● **Document segment**
──────

Sometimes it would be nice to execute a Kettle job or transformation multiple times, each time with different parameters passed in. Suppose for example you are doing migration work and need to import legacy data one day at a time. You already have a Job in place that imports data for a particular date. The date must be specified as a parameter. Suppose you need to import all data since a fixed start date up to yesterday. Running the import for every day manually is a pain and it is error prone. Would it not be nice to let Kettle figure out the proper dates and run the import job for each date?
Things like that can be done by having a master job that first runs a transformation which returns the dates one row at a time. The actual import job is placed after the transformation and it is executed for each row in the transformation result. The job can be set up to get its parameters from a result field.
Let’s look at this one step at a time (no pun intended).

──────

● **Task input**
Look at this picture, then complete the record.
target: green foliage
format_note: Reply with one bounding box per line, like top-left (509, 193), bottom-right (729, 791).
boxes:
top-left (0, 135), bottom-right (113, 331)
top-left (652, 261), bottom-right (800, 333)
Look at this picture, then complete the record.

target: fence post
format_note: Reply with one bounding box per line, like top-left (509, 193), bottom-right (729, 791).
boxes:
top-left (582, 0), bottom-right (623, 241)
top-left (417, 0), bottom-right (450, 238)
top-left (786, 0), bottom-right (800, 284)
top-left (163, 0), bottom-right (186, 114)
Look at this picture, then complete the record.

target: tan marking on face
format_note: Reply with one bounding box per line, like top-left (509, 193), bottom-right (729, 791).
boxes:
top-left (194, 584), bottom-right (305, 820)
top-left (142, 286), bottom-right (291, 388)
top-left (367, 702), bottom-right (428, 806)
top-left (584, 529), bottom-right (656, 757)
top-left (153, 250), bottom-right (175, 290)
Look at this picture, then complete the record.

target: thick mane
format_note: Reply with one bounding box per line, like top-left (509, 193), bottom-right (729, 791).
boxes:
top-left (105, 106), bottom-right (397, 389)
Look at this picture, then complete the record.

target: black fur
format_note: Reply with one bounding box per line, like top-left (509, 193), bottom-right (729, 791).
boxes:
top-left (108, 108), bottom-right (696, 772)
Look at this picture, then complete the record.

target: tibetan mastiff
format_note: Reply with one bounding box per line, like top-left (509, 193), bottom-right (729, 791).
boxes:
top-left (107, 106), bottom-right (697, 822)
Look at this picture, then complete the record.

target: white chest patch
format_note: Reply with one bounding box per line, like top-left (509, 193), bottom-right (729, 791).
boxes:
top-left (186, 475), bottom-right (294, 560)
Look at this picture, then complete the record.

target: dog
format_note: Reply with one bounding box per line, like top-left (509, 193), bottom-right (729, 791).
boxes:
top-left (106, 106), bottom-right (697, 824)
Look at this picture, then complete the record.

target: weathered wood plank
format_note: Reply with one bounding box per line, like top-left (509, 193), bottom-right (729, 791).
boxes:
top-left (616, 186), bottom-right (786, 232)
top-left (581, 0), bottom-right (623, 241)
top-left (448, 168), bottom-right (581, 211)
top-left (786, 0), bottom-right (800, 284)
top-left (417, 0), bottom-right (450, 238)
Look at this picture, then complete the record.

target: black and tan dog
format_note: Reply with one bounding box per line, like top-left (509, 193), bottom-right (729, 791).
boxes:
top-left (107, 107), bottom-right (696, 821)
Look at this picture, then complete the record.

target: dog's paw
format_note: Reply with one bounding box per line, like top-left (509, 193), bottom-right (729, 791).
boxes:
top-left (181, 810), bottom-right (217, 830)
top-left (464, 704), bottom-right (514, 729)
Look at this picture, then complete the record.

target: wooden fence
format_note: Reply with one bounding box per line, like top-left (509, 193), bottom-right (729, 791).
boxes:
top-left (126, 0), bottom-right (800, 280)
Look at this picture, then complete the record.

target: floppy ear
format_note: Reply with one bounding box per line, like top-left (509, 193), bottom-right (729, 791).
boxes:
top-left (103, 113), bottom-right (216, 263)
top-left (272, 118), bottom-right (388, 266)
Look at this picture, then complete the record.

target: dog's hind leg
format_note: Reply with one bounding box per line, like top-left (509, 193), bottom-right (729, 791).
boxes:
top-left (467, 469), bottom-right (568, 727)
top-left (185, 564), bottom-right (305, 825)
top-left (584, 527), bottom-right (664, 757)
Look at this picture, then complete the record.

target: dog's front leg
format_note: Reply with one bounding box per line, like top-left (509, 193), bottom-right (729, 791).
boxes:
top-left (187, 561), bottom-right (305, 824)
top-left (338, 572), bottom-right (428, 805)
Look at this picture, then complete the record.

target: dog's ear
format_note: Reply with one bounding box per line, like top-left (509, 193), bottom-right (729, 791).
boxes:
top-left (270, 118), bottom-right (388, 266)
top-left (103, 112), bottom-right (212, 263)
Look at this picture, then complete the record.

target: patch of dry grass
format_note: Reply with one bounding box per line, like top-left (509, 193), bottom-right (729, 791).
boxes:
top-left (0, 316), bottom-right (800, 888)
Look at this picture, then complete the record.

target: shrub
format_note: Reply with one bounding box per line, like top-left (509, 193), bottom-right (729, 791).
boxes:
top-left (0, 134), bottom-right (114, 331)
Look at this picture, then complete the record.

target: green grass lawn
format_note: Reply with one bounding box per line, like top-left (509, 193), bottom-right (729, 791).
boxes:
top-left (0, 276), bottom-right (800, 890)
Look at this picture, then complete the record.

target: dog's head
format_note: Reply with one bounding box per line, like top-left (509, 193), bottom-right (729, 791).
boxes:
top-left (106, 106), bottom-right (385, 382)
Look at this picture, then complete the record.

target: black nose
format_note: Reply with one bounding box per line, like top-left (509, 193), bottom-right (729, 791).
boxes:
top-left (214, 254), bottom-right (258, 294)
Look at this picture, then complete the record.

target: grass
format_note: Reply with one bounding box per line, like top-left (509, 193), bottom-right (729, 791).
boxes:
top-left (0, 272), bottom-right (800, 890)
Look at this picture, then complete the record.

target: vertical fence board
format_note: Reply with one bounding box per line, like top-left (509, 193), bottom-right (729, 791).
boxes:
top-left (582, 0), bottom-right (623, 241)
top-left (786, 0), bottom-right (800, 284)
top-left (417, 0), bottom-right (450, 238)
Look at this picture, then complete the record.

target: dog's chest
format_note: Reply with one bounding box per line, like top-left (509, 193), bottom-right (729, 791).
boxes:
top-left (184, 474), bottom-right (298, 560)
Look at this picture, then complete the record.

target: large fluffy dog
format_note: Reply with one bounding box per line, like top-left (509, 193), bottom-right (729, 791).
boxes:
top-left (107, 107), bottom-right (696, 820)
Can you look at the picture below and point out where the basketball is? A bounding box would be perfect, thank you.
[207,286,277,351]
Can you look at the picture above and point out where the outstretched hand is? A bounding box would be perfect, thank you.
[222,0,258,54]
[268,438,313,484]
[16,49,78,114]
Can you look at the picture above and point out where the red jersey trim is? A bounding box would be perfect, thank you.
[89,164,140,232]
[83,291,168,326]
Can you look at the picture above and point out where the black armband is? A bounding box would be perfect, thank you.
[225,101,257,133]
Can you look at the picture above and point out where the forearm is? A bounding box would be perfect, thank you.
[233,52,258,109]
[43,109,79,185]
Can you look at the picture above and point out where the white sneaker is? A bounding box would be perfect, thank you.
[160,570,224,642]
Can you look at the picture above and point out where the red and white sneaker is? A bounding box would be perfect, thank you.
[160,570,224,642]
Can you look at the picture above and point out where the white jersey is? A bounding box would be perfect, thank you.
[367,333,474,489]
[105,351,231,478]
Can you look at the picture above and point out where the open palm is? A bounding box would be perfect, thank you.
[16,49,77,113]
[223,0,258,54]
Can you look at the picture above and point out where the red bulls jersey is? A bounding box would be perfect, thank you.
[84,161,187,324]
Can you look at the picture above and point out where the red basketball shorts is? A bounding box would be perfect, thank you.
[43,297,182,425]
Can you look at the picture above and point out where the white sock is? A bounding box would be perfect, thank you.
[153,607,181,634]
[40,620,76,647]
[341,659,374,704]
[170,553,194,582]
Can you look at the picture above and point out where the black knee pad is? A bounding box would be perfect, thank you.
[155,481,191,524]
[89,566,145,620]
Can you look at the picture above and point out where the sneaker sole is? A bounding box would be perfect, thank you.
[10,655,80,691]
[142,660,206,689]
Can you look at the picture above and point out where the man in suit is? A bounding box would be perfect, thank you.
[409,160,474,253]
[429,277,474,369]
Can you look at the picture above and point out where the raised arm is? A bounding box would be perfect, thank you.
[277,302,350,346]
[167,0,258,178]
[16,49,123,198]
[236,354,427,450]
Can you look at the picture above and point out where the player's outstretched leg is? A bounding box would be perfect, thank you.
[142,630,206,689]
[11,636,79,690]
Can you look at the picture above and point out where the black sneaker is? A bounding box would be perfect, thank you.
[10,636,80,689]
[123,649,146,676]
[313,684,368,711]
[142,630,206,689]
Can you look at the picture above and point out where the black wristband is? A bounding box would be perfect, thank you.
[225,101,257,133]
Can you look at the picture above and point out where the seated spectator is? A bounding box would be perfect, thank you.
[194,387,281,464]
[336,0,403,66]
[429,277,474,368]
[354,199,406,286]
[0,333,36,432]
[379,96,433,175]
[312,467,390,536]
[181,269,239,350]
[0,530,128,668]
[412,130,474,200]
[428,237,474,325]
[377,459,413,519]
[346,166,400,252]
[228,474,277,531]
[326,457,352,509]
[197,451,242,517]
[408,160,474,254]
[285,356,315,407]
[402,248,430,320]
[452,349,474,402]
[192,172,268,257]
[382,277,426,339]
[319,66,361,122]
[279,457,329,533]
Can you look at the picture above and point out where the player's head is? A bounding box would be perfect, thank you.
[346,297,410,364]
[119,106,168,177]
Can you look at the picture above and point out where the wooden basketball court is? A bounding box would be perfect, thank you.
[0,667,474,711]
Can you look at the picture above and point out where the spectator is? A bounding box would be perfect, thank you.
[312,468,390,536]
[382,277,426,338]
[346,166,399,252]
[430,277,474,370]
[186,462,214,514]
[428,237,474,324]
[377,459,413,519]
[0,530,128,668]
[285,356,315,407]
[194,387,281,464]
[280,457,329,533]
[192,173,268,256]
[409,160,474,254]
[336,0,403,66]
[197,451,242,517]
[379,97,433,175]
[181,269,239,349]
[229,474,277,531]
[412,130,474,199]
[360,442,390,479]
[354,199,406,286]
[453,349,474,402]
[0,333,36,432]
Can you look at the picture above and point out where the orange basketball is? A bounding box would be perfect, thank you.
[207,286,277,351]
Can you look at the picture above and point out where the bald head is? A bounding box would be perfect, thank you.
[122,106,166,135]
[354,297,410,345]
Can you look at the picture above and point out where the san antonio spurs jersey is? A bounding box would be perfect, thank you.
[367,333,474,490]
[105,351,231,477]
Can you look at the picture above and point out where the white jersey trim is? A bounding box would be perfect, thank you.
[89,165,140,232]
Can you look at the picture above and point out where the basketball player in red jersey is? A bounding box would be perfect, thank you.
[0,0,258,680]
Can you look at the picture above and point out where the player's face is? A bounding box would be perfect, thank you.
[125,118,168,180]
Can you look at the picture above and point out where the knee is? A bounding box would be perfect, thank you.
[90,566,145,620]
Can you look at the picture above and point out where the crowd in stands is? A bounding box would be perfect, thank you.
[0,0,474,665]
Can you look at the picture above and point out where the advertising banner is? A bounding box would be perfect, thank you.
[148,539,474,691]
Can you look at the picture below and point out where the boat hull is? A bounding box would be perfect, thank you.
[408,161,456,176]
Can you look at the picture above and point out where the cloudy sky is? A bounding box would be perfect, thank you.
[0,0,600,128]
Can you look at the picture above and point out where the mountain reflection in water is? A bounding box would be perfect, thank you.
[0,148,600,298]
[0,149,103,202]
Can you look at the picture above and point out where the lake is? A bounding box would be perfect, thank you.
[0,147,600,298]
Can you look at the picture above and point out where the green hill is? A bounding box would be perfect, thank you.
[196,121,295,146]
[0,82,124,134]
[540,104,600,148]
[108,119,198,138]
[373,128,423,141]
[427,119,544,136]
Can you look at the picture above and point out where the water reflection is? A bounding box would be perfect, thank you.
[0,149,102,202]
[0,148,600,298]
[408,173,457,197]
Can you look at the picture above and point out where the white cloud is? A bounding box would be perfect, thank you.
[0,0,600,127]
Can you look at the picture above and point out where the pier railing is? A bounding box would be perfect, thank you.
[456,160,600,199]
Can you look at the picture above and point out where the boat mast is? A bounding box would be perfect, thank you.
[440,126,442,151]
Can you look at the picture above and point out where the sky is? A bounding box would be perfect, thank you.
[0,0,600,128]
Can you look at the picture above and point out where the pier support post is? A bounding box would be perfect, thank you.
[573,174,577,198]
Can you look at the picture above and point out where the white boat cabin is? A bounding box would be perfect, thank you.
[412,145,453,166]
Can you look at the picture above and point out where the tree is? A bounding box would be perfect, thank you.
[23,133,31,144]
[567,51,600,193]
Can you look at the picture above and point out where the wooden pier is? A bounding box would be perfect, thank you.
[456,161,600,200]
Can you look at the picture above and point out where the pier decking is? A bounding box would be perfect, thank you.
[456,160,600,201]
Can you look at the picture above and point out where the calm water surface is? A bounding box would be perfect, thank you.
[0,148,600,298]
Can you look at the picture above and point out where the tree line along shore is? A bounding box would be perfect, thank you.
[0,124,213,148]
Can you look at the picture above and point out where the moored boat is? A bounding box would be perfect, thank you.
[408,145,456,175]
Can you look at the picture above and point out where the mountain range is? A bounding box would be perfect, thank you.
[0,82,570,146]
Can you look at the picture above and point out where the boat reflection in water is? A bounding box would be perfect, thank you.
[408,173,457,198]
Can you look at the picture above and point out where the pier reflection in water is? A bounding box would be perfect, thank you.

──────

● **To do**
1. Lay out the listing as a Markdown table with the columns Row and Line, starting with the line that contains "where the orange" and going on through the line that contains "[408,161,456,176]". Leave out blank lines.
2. Pick up the text on running a Kettle import job once for each date and continue it from its last sentence.

● **Solved problems**
1.
| Row | Line |
|---|---|
| 1 | Can you look at the picture above and point out where the orange basketball is? A bounding box would be perfect, thank you. |
| 2 | [207,286,277,351] |
| 3 | Can you look at the picture above and point out where the bald head is? A bounding box would be perfect, thank you. |
| 4 | [122,106,166,135] |
| 5 | [354,297,410,345] |
| 6 | Can you look at the picture above and point out where the san antonio spurs jersey is? A bounding box would be perfect, thank you. |
| 7 | [367,333,474,490] |
| 8 | [105,351,231,477] |
| 9 | Can you look at the picture above and point out where the white jersey trim is? A bounding box would be perfect, thank you. |
| 10 | [89,165,140,232] |
| 11 | Can you look at the picture above and point out where the basketball player in red jersey is? A bounding box would be perfect, thank you. |
| 12 | [0,0,258,680] |
| 13 | Can you look at the picture above and point out where the player's face is? A bounding box would be perfect, thank you. |
| 14 | [125,118,168,180] |
| 15 | Can you look at the picture above and point out where the knee is? A bounding box would be perfect, thank you. |
| 16 | [90,566,145,620] |
| 17 | Can you look at the picture above and point out where the crowd in stands is? A bounding box would be perfect, thank you. |
| 18 | [0,0,474,665] |
| 19 | Can you look at the picture above and point out where the advertising banner is? A bounding box would be perfect, thank you. |
| 20 | [148,539,474,691] |
| 21 | Can you look at the picture below and point out where the boat hull is? A bounding box would be perfect, thank you. |
| 22 | [408,161,456,176] |

2.
Date Generation
The transformation responsible for generating the dates produces rows with a single date field. The “set start date” step puts thousands of rows to the stream with a constant start date. The “calc days” step inserts a sequence into the stream which is used to calculate consecutive dates in the “calc date” calculator step. The subsequent step throws away the helper fields. Yesterday’s date is added to the stream, so a comparison is possible checking whether the current row contains a date that is earlier than today. If it is, it is copied to the result set. If it is not, the row is discarded.
The Master Job
The master job executes the date generation transformation and follows up with an inner job that is supposed to execute for each of the incoming dates. The job must be specifically set up to execute for each incoming row. The check box at “Execute for every input row?” enables that. It is also required to pass in the calculated dates into the job. The job expects them in the “date” parameter, so “Copy previous results to parameters?” is also checked. Finally, the parameters must be mapped from the incoming rows. The expected parameter and the incoming field are both called “date”.
The Inner Job
The inner job runs for each row and accepts the incoming date in the parameter “date”. In the example it simply logs which date it sees and completes.
Downloads
Download the example setup here. The master job runs the inner job for each date beginning with 2010-01-01 up to and including yesterday.
I would like to point out that this technique might not fit all possible looping needs. Especially for “repeat till condition holds” scenarios. You might want to check out this article for an alternative approach to looping in kettle jobs.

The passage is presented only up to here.